STATED PROBLEM: Gather every line of the entries below that contains the string "dark". Case counts.

.....

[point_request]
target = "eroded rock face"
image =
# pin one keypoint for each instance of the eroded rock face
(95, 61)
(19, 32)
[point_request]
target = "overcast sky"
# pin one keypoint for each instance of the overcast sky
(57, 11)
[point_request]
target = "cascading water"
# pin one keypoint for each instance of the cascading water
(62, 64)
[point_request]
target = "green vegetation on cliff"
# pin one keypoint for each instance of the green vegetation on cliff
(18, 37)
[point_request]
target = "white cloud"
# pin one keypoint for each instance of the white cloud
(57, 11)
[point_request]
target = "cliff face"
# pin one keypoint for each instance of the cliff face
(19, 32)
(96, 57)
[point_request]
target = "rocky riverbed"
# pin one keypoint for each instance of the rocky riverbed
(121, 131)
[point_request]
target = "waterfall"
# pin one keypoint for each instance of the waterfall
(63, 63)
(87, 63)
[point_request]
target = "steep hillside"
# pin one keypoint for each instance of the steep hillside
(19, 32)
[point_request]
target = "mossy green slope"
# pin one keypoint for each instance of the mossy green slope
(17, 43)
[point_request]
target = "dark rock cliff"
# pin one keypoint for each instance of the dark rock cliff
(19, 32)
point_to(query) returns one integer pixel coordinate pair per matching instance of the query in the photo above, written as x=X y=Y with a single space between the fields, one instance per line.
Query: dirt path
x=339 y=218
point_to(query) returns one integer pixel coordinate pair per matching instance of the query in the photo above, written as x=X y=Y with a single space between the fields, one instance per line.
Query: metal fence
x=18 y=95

.....

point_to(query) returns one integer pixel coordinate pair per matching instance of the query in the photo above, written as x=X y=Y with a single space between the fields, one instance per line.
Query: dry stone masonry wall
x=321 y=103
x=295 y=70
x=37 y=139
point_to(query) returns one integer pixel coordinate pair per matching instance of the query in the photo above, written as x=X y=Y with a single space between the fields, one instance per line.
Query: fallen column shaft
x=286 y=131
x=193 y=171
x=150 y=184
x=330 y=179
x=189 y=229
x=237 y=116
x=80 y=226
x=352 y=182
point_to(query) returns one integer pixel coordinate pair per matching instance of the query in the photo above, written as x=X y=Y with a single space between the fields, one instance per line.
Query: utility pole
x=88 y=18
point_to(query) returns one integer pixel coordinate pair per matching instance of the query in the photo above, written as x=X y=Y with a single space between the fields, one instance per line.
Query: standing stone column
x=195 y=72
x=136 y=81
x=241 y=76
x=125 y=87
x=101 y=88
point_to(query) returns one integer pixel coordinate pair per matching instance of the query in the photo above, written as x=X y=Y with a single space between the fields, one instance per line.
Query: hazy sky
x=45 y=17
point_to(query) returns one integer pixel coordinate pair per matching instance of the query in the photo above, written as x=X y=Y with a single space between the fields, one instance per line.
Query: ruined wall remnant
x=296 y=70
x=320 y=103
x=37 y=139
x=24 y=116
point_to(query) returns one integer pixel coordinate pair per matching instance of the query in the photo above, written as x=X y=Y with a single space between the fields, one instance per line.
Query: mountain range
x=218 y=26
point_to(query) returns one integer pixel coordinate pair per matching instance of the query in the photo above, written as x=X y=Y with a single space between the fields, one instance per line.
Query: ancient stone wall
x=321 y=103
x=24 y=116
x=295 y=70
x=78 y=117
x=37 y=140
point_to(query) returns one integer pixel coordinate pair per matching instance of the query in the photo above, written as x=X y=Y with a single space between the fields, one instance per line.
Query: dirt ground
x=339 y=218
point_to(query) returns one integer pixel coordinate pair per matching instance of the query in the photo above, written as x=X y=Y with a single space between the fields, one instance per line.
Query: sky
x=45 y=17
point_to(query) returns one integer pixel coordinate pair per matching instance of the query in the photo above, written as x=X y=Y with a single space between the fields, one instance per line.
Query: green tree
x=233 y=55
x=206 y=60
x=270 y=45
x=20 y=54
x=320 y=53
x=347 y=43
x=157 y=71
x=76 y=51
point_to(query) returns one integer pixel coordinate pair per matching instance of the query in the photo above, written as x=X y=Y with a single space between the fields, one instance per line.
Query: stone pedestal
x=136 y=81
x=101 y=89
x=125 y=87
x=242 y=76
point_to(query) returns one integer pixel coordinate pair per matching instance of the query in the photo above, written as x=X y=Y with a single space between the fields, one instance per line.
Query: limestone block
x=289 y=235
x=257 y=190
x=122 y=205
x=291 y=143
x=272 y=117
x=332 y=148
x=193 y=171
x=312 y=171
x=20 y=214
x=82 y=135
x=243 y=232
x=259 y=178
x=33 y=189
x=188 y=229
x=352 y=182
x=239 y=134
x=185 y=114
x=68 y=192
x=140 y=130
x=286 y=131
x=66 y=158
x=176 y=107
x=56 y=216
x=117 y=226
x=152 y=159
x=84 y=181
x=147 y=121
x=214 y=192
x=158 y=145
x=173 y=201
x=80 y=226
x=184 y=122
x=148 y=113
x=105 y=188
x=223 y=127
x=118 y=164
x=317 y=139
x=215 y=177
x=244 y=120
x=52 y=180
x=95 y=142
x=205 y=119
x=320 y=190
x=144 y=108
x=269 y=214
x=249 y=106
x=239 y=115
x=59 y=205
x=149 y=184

.....

RESPONSE BELOW:
target = "dark rock cliff"
# pin one keypoint for each instance of the dark rock cliff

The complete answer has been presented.